►

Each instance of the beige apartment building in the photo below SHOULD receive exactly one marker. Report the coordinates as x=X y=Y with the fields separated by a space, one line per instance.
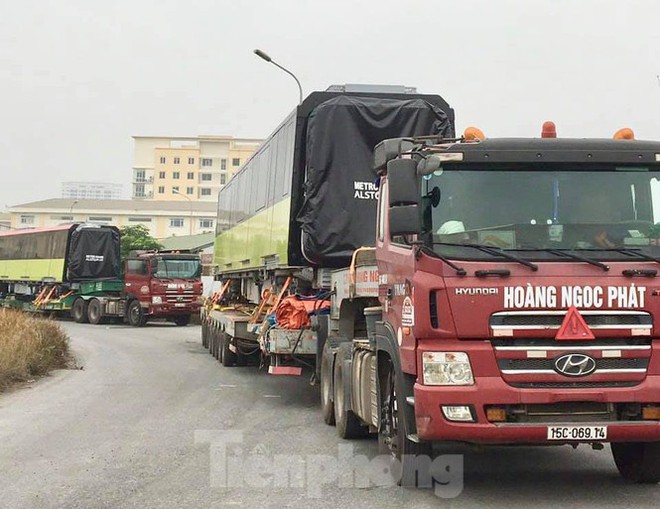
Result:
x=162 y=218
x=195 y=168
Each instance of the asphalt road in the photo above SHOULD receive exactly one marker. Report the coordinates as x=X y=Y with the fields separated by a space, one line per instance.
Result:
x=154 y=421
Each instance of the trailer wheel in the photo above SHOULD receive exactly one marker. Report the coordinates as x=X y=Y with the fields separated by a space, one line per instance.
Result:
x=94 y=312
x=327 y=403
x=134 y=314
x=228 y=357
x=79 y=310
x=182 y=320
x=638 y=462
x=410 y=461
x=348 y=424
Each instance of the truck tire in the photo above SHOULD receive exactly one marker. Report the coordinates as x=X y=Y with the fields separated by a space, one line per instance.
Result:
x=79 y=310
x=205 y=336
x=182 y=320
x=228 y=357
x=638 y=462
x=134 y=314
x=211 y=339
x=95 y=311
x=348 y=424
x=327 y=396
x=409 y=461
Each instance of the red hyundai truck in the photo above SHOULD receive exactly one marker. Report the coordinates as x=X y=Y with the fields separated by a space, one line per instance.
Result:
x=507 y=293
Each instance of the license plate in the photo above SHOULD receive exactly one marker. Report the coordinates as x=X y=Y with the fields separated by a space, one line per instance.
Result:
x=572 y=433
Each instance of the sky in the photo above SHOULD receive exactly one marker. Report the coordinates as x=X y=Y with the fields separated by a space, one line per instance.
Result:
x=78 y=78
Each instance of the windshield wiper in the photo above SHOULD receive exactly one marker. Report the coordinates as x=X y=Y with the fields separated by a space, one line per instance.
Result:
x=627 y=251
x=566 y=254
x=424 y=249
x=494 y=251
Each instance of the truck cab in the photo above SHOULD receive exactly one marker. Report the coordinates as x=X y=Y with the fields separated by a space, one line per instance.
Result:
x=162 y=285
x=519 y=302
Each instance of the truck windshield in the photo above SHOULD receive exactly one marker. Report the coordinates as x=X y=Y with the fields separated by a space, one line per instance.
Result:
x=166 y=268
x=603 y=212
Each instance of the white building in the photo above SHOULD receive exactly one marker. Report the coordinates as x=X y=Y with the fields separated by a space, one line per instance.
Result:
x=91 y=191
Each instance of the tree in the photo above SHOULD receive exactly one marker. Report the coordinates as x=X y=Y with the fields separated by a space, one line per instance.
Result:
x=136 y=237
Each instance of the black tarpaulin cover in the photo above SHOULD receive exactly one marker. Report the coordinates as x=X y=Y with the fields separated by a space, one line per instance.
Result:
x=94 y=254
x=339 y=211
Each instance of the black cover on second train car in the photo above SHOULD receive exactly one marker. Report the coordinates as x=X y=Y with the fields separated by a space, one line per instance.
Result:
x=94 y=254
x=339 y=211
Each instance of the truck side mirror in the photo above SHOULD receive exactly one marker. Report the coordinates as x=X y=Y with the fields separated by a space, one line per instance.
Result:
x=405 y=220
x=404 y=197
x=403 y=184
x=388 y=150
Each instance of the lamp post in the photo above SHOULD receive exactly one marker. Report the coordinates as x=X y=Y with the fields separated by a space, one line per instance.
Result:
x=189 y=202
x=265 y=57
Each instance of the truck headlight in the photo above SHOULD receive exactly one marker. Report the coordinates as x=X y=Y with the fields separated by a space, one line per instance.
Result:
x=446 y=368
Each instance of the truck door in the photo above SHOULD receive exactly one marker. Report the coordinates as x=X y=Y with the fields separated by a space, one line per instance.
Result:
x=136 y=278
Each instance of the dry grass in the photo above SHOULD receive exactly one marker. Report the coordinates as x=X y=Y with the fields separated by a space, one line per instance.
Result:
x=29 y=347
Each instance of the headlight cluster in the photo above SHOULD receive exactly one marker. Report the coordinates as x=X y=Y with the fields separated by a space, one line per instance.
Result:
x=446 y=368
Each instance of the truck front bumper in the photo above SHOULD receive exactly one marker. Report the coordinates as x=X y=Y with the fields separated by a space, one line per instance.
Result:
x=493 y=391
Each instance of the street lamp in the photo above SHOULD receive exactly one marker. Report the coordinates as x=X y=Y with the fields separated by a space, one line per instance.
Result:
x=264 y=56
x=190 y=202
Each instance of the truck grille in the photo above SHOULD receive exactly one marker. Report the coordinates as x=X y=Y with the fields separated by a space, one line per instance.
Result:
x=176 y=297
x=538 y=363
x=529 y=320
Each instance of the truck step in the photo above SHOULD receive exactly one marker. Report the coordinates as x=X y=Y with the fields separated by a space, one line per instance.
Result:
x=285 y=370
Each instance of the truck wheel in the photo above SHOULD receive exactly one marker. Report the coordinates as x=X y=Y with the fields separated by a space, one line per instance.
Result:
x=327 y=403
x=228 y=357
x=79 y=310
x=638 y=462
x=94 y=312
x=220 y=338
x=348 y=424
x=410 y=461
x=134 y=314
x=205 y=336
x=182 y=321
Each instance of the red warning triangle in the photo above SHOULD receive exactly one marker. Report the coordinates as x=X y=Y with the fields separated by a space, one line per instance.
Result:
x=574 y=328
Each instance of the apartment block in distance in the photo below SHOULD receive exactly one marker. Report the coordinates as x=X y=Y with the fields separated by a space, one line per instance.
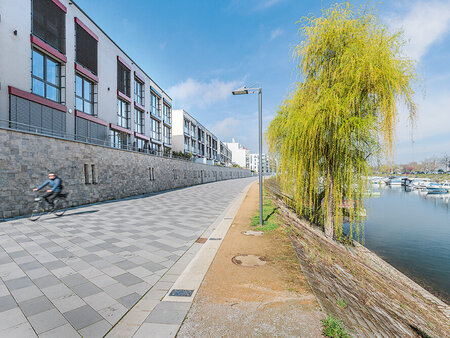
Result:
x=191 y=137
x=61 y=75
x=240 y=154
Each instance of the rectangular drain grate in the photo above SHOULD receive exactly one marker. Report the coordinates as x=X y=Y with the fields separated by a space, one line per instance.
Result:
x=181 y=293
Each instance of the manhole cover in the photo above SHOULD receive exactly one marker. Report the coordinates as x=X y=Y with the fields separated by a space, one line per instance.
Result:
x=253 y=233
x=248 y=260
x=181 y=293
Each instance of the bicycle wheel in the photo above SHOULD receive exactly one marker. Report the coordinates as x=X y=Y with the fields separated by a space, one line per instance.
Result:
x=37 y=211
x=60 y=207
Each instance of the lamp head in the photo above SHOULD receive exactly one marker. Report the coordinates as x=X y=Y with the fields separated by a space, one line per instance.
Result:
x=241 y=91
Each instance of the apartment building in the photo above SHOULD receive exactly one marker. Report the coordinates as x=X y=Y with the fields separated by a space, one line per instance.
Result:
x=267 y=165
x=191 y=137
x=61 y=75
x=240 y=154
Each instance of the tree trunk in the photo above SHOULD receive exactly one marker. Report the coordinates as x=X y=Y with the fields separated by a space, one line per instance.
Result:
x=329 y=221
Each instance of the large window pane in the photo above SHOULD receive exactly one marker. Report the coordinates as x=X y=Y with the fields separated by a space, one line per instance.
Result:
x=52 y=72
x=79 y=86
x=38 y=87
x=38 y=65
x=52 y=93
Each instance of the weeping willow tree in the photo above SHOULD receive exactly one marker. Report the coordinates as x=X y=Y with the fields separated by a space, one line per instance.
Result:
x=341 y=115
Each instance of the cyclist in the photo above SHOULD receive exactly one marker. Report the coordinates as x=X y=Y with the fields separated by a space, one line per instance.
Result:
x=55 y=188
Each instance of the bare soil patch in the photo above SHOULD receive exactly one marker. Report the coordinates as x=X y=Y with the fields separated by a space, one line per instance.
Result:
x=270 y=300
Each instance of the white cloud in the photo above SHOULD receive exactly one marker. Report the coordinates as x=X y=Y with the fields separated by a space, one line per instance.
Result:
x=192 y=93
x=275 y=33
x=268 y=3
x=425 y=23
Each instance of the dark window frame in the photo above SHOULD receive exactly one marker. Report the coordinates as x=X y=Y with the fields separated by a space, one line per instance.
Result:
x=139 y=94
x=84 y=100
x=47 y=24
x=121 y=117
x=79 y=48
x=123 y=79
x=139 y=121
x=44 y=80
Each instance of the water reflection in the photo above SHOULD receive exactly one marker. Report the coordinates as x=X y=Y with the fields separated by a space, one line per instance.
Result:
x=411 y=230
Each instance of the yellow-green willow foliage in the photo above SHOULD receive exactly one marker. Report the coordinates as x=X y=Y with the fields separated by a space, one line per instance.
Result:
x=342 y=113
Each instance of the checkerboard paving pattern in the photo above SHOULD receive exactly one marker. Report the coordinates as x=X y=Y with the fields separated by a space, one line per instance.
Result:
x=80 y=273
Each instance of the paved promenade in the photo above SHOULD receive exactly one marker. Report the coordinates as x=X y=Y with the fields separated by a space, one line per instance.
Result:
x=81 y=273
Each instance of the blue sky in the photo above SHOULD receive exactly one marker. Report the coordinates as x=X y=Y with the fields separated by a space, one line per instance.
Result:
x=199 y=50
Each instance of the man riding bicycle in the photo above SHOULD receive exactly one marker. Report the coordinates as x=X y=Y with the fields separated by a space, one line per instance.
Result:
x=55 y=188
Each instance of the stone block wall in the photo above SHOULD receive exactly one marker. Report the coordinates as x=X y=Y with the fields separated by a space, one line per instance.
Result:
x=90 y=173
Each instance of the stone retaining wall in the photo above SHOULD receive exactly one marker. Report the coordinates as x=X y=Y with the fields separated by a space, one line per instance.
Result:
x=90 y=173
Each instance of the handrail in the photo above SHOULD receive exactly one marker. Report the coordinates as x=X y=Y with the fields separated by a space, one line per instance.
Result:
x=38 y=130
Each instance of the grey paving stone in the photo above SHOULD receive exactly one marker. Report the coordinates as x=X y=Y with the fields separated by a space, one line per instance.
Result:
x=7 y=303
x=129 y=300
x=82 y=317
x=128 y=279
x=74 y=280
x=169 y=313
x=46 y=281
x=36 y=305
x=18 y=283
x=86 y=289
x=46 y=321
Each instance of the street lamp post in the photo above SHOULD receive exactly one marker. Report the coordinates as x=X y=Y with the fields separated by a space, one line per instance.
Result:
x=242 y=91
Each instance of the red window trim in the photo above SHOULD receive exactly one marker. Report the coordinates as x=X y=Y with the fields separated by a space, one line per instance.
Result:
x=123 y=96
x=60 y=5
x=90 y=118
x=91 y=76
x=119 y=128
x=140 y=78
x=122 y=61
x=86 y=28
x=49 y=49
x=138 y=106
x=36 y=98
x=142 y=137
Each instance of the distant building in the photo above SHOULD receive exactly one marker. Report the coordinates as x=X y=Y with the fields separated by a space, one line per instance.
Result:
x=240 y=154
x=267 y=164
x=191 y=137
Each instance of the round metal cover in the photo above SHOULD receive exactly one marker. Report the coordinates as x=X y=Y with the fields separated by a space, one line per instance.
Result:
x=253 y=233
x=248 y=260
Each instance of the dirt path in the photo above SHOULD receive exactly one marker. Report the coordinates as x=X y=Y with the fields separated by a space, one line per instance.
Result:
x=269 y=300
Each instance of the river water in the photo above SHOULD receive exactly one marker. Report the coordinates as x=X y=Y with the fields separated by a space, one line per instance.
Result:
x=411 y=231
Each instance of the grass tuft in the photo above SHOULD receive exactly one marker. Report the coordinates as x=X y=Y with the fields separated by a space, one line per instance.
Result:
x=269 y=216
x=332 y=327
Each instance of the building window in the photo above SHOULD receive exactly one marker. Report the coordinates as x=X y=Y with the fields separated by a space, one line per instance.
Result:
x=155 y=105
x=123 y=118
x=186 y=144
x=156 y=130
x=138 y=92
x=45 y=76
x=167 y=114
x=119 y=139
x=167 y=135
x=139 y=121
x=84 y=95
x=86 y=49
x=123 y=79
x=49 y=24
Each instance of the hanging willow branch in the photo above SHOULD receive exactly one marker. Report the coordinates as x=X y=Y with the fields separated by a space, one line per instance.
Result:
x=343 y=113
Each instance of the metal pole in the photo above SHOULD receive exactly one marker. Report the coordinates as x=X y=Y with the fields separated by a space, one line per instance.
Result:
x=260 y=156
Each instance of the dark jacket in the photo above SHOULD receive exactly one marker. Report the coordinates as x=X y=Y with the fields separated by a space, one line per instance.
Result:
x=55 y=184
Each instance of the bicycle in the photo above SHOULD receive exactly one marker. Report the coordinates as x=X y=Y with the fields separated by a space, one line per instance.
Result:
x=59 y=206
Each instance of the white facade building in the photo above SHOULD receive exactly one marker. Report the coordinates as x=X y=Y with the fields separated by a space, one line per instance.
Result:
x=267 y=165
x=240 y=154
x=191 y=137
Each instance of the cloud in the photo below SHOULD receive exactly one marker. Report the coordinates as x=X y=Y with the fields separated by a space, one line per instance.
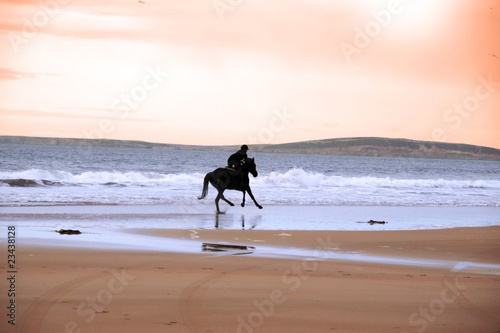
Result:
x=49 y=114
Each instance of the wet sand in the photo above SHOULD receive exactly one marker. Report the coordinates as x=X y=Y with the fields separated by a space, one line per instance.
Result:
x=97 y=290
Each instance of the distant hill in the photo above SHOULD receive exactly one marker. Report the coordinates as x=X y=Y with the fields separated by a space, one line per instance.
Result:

◄

**EXERCISE DESCRIPTION:**
Format the data above as a JSON list of strings, one string per line with blank lines dropped, beginning at the first line of the data and stopping after the line that contains "x=409 y=461". Omit the picture lines from the list.

**WRITTEN RESPONSE:**
[
  "Each instance of the beige apartment building in the photo below SHOULD receive exactly one marker. Report the coordinates as x=X y=Y with the fields separated by a space, one line per instance.",
  "Result:",
  "x=162 y=218",
  "x=195 y=168",
  "Each instance of the asphalt road in the photo above SHOULD receive exactly one marker. Report the coordinates as x=X y=Y with the fields separated by a space, one line per instance.",
  "Result:",
  "x=154 y=421",
  "Each instance of the trailer wheel in the photo above SHOULD receive exactly one marker. Report the coordinates as x=X y=Y with the fields separated by a space, one line per instance.",
  "Result:",
  "x=94 y=312",
  "x=327 y=403",
  "x=134 y=314",
  "x=228 y=357",
  "x=79 y=310",
  "x=182 y=320",
  "x=638 y=462",
  "x=410 y=461",
  "x=348 y=424",
  "Each instance of the truck tire in the photo above SHOULD receive exactly one marker. Report the coordinates as x=X y=Y with the fields separated by a space, one line per instance.",
  "Result:",
  "x=79 y=310",
  "x=205 y=336",
  "x=182 y=320",
  "x=228 y=357",
  "x=638 y=462",
  "x=134 y=314",
  "x=211 y=339",
  "x=95 y=311",
  "x=348 y=424",
  "x=327 y=396",
  "x=409 y=461"
]